AUSTRALIAN NATIONAL UNIVERSITY
Posted: November 1, 2004

   


Situated 6 miles west of Canberra, Australia, Mount Stromlo's historic observatory was gutted by ferocious bushfires on January 18th, 2003. This image from 21 months ago shows the extent of the damage to one of the major domes.

Image credit: ANU / Mt Stromlo


   
A new page is set to be written in Australian scientific history with the establishment of new buildings at Mt Stromlo Observatory.

Staff at the ANU Research School of Astronomy and Astrophysics are celebrating not just the commencement of the $36 million first stage of the historic observatory's redevelopment; but also the announcement that the site re-opened to the public on Saturday, 30th October 2004, with self-guided tours of the site and a night sky viewing program.

"After getting an average of 70,000 visitors per year and conducting some of the world's leading astronomical research from Mt Stromlo, the fires of January 2003 were a huge blow not just for our staff, but for the global astronomical community," the Research School's Director, Professor Penny Sackett, said.

"Now, 21 months after the fire, it is really exciting to commence construction of the first stage of the new Stromlo. This stage will involve the construction of an Advanced Instrumentation Technology Centre, the rebuild of a destroyed multi-million dollar optical instrument and the construction of a new telescope. Plans for the second stage of redevelopment are already well advanced.

• DATA EXTRACT
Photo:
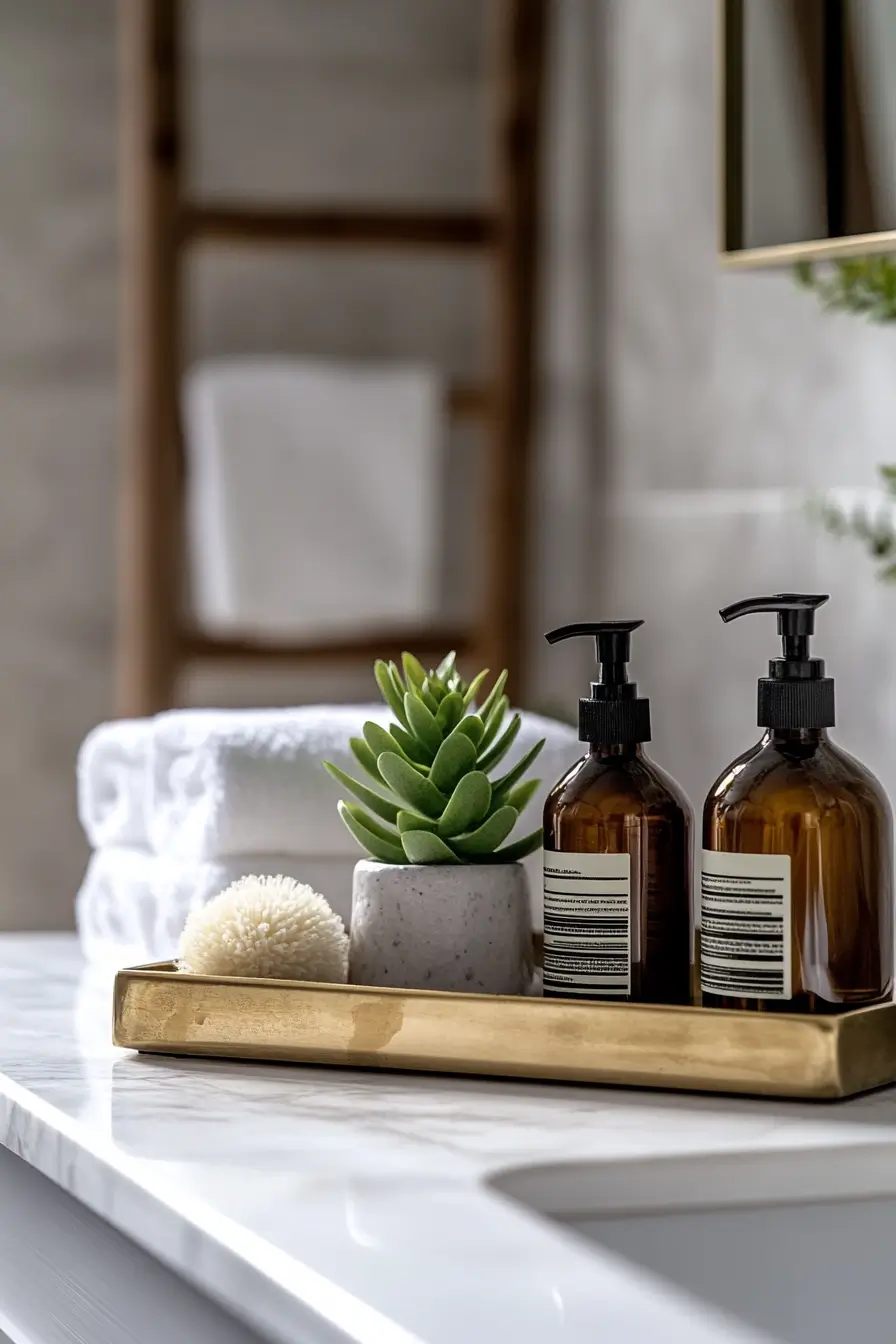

• DIRECTIVE 1
In the Mt Stromlo article, give the passage again starting at "Image credit: ANU" and ending at "Mt Stromlo Observatory.", switching "new buildings" to "new facilities".
• DIRECTIVE 2
According to the Mt Stromlo article, on what date did the observatory site re-open to the public?
• DIRECTIVE 3
Extend the Mt Stromlo article, starting after its final sentence.

• TASK OUTPUT 1
Image credit: ANU / Mt Stromlo


   
A new page is set to be written in Australian scientific history with the establishment of new facilities at Mt Stromlo Observatory.

• TASK OUTPUT 2
Saturday, 30th October 2004.

• TASK OUTPUT 3
"A huge volume of work has preceded this moment. Plans for each building have had to comply with heritage considerations and with much data about the history of the site lost in the fires, that process has taken quite a lot of time.

"We are also hopeful that insurance issues will be settled soon, enabling us to plan for the full redevelopment of the Observatory.

"It is vital to recognise that despite the fires and subsequent delays in reconstruction, Mt Stromlo has continued to be a major international centre for astronomical research. Our staff have used telescopes at the ANU Siding Spring Observatory near Coonabarabran and other telescopes around the world for their research and continue to make some of the most exciting discoveries in astronomy and astrophysics."

The 2003 fires destroyed a superbly-equipped workshop complex, seven houses, five telescopes and a historic administration building. Demolition of parts of several buildings was allowed to commence in August after permission was granted by the Department of Environment and Heritage and the National Capital Authority, pending final approval of the redevelopment plan. The demolition process has now made the site safe for public access.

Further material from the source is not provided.